### What the task asks
Copy out the entries word for word, from their first line down to and including the line that contains "[[[79,130],[31,0],[0,0],[0,157]]]".

### Data for this exercise

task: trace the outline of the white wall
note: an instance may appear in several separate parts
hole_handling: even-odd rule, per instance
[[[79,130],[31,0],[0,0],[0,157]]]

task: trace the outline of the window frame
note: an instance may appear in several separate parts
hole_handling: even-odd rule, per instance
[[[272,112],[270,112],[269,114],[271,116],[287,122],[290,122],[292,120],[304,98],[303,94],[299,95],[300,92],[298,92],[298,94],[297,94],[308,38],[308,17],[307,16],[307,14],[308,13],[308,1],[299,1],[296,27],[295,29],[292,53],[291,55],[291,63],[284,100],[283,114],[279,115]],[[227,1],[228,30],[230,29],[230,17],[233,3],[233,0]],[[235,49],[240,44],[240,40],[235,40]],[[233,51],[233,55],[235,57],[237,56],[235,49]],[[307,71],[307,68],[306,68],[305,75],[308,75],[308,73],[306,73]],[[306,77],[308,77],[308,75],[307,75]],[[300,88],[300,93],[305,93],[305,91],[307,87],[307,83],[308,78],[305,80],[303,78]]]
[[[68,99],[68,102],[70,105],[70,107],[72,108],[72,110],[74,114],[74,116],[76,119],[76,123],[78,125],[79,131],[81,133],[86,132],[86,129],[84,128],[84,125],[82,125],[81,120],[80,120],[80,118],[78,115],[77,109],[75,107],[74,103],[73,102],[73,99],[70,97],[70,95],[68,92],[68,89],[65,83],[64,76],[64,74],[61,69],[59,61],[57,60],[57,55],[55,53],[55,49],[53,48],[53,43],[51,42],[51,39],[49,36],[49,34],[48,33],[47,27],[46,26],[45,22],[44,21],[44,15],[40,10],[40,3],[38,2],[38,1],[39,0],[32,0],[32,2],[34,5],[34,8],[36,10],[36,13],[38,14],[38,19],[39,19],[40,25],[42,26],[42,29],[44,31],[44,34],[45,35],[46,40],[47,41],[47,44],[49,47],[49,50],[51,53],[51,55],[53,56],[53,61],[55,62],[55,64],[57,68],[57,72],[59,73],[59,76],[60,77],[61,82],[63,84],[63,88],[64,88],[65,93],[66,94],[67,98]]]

### Worked solution
task: trace the outline of the white wall
note: an instance may appear in several separate parts
hole_handling: even-odd rule, per instance
[[[79,130],[31,0],[0,0],[0,157]]]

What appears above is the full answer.